── 掲載文

説明

末端変性可溶性多官能ビニル芳香族共重合体、硬化性樹脂組成物及び硬化物

【課題】成形時に金型からの離型性に優れることに由来して、離型時に変形、浮き、剥がれや割れといった不具合を出さず、離型性に優れた硬化性樹脂組成物に使用される多官能ビニル芳香族共重合体、硬化性樹脂組成物、その硬化物及び光学物品を提供する。
【解決手段】ジビニル芳香族化合物(a)、モノビニル芳香族化合物(b)を共重合して得られ、有機溶媒に可溶である多官能ビニル芳香族共重合体あって、その共重合体の末端に下記式(1)で表される芳香族系エーテル化合物(c)由来の末端を有し、モノビニル芳香族化合物(b)としてビニルナフタレン又はビニルビフェニルを50%以上含むビニル芳香族化合物を使用して得られる共重合体、及びこの共重合体と(メタ)アクリレート化合物を含む硬化性樹脂組成物。

【発明の詳細な説明】
【技術分野】
【0001】
本発明は、耐熱性、相溶性、耐熱変色性及び離型性が改善された(メタ)アクリレート構造を有する末端変性可溶性多官能ビニル芳香族共重合体に関する。また、この共重合体を含有する耐熱性、屈折率、離型性の改善された硬化性樹脂組成物、及びこれから得られる硬化物に関する。
【背景技術】
【0002】
反応活性のある不飽和結合を有する単量体の多くは、不飽和結合が開裂して、連鎖反応を起こす触媒と適切な反応条件を選択することにより多量体を生成することができる。このような不飽和結合を有する単量体を代表する汎用的な単量体としてスチレン、アルキルスチレン及びアルコキシスチレン等のビニル芳香族化合物を挙げることができる。そして、このようなビニル芳香族化合物を単独で又はこれらを共重合させることにより多種多様な樹脂が合成されている。
【0003】
しかし、このようなビニル芳香族化合物から得られる重合体の用途は主に、比較的安価な民生機器の分野に限られており、電気・電子分野におけるプリント配線基板のような高機能で高度の熱的・機械的特性が要求される先端技術への適用はほとんどない。その理由としては、耐熱性あるいは耐熱分解性といった熱的特性と溶剤可溶性あるいはフィルム成形性といった加工性を同時に満足させることができないことが挙げられる。また特に賦型後に離型が必要な硬化形式においては、離型性が優れることが要求されている。

────
── 項目一覧

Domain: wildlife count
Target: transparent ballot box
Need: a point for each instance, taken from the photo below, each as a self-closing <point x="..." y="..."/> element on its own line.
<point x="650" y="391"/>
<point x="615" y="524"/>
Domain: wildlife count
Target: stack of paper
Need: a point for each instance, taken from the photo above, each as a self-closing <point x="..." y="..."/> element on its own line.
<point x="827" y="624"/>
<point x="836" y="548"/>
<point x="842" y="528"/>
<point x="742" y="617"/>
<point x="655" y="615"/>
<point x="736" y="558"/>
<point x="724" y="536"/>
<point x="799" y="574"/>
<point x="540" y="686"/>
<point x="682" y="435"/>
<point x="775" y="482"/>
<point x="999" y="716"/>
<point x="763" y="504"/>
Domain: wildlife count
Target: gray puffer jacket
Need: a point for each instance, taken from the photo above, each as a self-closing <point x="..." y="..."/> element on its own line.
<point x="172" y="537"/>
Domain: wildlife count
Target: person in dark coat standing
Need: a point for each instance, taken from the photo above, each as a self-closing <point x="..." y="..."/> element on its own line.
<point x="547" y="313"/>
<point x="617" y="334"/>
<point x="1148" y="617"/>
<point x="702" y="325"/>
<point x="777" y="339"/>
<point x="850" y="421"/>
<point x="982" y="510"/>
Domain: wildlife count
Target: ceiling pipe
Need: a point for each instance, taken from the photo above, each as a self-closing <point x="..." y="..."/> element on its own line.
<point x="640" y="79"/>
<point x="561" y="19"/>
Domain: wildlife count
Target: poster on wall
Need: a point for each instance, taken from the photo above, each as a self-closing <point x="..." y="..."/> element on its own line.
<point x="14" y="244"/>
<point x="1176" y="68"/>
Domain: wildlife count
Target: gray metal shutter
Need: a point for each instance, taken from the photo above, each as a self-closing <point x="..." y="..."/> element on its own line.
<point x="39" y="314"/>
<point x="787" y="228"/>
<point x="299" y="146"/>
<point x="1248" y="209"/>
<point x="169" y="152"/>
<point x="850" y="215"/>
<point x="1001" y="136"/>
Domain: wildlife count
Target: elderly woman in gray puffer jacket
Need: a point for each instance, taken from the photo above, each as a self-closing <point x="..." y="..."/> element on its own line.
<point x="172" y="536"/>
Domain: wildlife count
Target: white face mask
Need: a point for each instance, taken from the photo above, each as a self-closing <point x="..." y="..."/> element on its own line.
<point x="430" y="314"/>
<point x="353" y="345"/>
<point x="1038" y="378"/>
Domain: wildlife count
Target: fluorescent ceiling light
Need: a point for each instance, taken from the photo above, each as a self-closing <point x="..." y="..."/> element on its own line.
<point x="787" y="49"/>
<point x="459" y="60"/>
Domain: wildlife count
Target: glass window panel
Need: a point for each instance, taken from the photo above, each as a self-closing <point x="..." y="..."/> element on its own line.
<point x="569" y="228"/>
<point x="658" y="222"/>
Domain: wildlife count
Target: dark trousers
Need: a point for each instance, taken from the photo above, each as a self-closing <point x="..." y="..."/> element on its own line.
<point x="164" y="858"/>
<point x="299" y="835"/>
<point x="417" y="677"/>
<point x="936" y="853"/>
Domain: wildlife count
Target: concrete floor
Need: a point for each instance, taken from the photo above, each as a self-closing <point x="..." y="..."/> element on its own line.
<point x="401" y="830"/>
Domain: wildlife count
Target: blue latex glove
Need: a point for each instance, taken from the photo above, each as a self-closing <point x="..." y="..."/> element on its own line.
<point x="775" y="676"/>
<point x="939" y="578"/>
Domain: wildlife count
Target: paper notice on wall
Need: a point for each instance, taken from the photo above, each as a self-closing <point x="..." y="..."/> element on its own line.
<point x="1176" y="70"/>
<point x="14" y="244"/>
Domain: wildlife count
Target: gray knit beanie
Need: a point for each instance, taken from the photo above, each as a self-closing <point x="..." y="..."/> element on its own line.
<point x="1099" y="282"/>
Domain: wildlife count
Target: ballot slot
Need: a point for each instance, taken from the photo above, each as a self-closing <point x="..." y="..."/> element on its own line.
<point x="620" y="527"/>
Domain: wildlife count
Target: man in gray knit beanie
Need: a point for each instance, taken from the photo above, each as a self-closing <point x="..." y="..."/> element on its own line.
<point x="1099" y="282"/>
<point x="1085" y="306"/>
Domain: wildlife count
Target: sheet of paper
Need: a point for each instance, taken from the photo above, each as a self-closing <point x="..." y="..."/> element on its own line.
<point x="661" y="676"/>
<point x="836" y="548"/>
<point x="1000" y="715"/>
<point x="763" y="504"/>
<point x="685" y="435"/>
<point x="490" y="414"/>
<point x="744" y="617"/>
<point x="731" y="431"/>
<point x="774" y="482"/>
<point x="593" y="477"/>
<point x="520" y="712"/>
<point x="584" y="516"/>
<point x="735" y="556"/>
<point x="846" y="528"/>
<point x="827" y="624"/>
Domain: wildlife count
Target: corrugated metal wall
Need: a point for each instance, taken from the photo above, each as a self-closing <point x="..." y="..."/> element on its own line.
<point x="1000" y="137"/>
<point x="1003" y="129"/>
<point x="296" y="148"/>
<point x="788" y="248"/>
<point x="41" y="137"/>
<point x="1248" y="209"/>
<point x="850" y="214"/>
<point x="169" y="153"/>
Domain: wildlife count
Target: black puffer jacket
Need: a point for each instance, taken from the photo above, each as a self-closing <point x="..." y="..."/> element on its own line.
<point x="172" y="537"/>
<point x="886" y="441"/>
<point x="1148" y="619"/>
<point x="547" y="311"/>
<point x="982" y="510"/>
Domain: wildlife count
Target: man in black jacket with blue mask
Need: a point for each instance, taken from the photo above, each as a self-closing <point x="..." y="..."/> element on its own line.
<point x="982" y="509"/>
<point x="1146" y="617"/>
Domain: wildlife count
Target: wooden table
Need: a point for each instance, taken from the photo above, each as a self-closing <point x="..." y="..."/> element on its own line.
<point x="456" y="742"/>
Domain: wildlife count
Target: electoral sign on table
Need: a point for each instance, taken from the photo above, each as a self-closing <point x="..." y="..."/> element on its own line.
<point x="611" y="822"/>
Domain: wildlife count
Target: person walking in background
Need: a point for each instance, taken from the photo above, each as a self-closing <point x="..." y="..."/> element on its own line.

────

出題 1 >>
共重合体に関する文章について、次の問いに答えてください。
(a) 【0002】でビニル芳香族化合物の例として挙げられている単量体は何か。
(b) 【解決手段】で、モノビニル芳香族化合物(b)として50%以上含むとされている化合物は何か。
(c) 【0003】によると、ビニル芳香族化合物から得られる重合体の用途は主にどの分野に限られているか。
出題 2 >> 共重合体に関する文章を、最後の文の後から引き継いで書き進めよ。

解答 1 >>
(a) スチレン、アルキルスチレン、アルコキシスチレン
(b) ビニルナフタレン又はビニルビフェニル
(c) 比較的安価な民生機器の分野

解答 2 >>
【0004】
この様な従来のビニル芳香族系重合体の欠点を解決する方法として、特許文献1にはジビニル芳香族化合物とモノビニル芳香族化合物を有機溶媒中、ルイス酸触媒及び特定構造の開始剤の存在下、20〜100℃の温度で重合させることによって得られる可溶性多官能ビニル芳香族共重合体が開示されている。また、特許文献2には4級アンモニウム塩の存在下で、ルイス酸触媒及び特定構造の開始剤により、ジビニル芳香族化合物を20〜100モル%含有してなる単量体成分を20〜120℃の温度でカチオン重合させることにより制御された分子量分布を有する可溶性多官能ビニル芳香族共重合体の製造方法が開示されている。これらの文献で開示されている技術によって得られる多官能ビニル芳香族共重合体は溶剤可溶性及び加工性に優れ、これを使用することによってガラス転移温度の高い耐熱性に優れた硬化物を得ることができる。
【0005】
これらの技術によって得られる多官能ビニル芳香族共重合体は、それ自体が重合性の2重結合を有するため、これを硬化させることにより高いガラス転移温度を持つ硬化物を与える。そのため、この硬化物又は多官能ビニル芳香族共重合体は、耐熱性に優れた重合体又はその前駆体であると言うことができる。そして、この多官能ビニル芳香族共重合体は他のラジカル重合性モノマーと共重合して硬化物を与えるが、この硬化物も耐熱性に優れた重合体となる。
【0006】
多官能ビニル芳香族共重合体と他のラジカル重合性モノマーの共重合時の相溶性や、硬化後の耐熱変色性という観点から見ると、汎用性の高い(メタ)アクリレート化合物との間の相溶性又は溶解性が十分でなく、また、高いプロセス温度に対する耐熱分解性は十分ではない。従って、(メタ)アクリレート化合物の種類によっては不透明な組成物を与えるケースが多く、(メタ)アクリレート化合物と多官能ビニル芳香族共重合体との均一な共重合が困難となる。これは、配合処方設計の自由度が小さいという欠点を生じる他、更に280〜300℃近傍の高い熱履歴によって、フクレや変色などの不良が生ずるケースがあった。
【0007】
一方、特許文献3には、イソブチレンを含有するカチオン重合性モノマーを開始剤兼連鎖移動剤として作用する特定構造のハロゲン含有有機化合物、及びルイス酸の存在下で、低温でリビングカチオン重合を行うことにより、末端にイソブチリル基を有するイソブチレン系重合体を合成し、更にルイス酸存在下で、この末端にイソブチレン基を有するイソブチレン系重合体と特定構造のフェノール系化合物とのフリーデルクラフツ型反応を行うことによって、停止末端に水酸基を有するイソブチレン系重合体の製造方法が開示されている。しかしながら、このような方法によって合成され共重合体は、多官能ビニル芳香族化合物を使用していないことに起因して、ペンダントビニル基を有しておらず、このため成形品のガラス転移温度が低く、電気・電子分野のような高機能で高度の熱的・機械的特性が要求される先端技術分野に適用できないという問題点があった。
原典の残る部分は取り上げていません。